What you will do:
a) Output the portion of the ingestion job example between "The following example" and "v1 API documentation.", inclusive.
b) Answer these questions from the ingestion job example:
(i) What table name does the job target?
(ii) What format is set under "formatSettings"?
(iii) What data type does the input schema give for "session_length"?
c) Continue the ingestion job example from the point where it stops.

Source excerpt:
-------------------------

The following example shows how to load data from kttm-2019-08-19.json.gz and kttm-2019-08-20.json.gz into Koalas.

For more information about the request payload for creating an ingestion job, see the Jobs v1 API documentation.

cURL
Python

curl --location --request POST "https://ORGANIZATION_NAME.REGION.CLOUD_PROVIDER.api.imply.io/v1/projects/PROJECT_ID/jobs" \
--header "Authorization: Basic $POLARIS_API_KEY" \
--header "Content-Type: application/json" \
--data-raw '{
    "type": "batch",
    "target": {
        "type": "table",
        "tableName": "Koalas"
    },
    "createTableIfNotExists": true,
    "source": {
        "type": "uploaded",
        "fileList": [
            "kttm-2019-08-19.json.gz",
            "kttm-2019-08-20.json.gz"
        ],
        "inputSchema": [
            {
                "dataType": "string",
                "name": "timestamp"
            },
            {
                "dataType": "string",
                "name": "city"
            },
            {
                "dataType": "string",
                "name": "session"
            },
            {
                "dataType": "long",
                "name": "session_length"
            }
        ],
        "formatSettings": {
            "format": "nd-json"
        }
    },
    "mappings": [
        {
            "columnName": "__time",
            "expression": "TIME_PARSE(\"timestamp\")"
        },
        {
            "columnName": "city",
            "expression": "\"city\""
        },
        {
            "columnName": "session",
            "expression": "\"session\""
        },
        {
            "columnName": "session_length",
            "expression": "\"session_length\""

-------------------------

Given information:
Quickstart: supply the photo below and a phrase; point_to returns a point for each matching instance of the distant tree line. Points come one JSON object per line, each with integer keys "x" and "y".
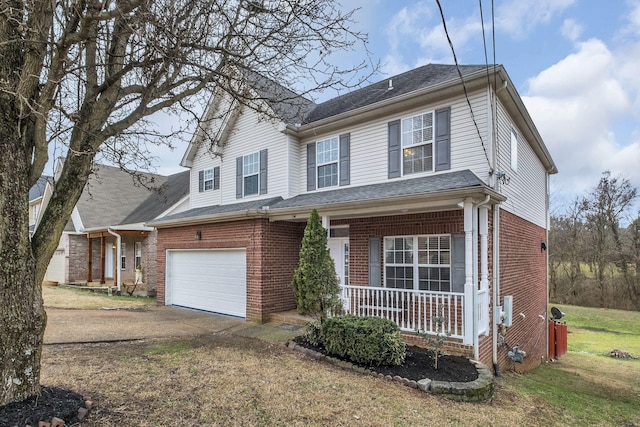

-------------------------

Responses to the exercise:
a)
The following example shows how to load data from kttm-2019-08-19.json.gz and kttm-2019-08-20.json.gz into Koalas.

For more information about the request payload for creating an ingestion job, see the Jobs v1 API documentation.

b)
(i) Koalas
(ii) nd-json
(iii) long

c)
        }
    ]
}'

import os
import requests
import json

url = "https://ORGANIZATION_NAME.REGION.CLOUD_PROVIDER.api.imply.io/v1/projects/PROJECT_ID/jobs"

apikey = os.getenv("POLARIS_API_KEY")

payload = json.dumps({
  "type": "batch",
  "target": {
    "type": "table",
    "tableName": "Koalas"
  },
  "createTableIfNotExists": True,
  "source": {
    "type": "uploaded",
    "fileList": [
      "kttm-2019-08-19.json.gz",
      "kttm-2019-08-20.json.gz"
    ],
    "inputSchema": [
      {
        "dataType": "string",
        "name": "timestamp"
      },
      {
        "dataType": "string",
        "name": "city"
      },
      {
        "dataType": "string",
        "name": "session"
      },
      {
        "dataType": "long",
        "name": "session_length"
      }
    ],
    "formatSettings": {
      "format": "nd-json"
    }
  },
  "mappings": [
    {
      "columnName": "__time",
      "expression": "TIME_PARSE(\"timestamp\")"
    },
    {
      "columnName": "city",
      "expression": "\"city\""
    },
    {
      "columnName": "session",
      "expression": "\"session\""
    },
    {
      "columnName": "session_length",
      "expression": "\"session_length\""
    }
  ]
})
headers = {
  'Authorization': f'Basic {apikey}',
  'Content-Type': 'application/json'
}

response = requests.request("POST", url, headers=headers, data=payload)

print(response.text)

Sample response

The following example shows a response to a successful ingestion job launch:

View the response

{
    "source": {
        "fileList": [
            "kttm-2019-08-19.json.gz",
            "kttm-2019-08-20.json.gz"
        ],
        "formatSettings": {
            "flattenSpec": {},
            "format": "nd-json"
        },
        "inputSchema": [
            {
                "dataType": "string",
                "name": "timestamp"
            },
            {
                "dataType": "string",
                "name": "city"
            },
            {
                "dataType": "string",
                "name": "session"
            },
            {
                "dataType": "long",
                "name": "session_length"
            }
        ],
        "type": "uploaded"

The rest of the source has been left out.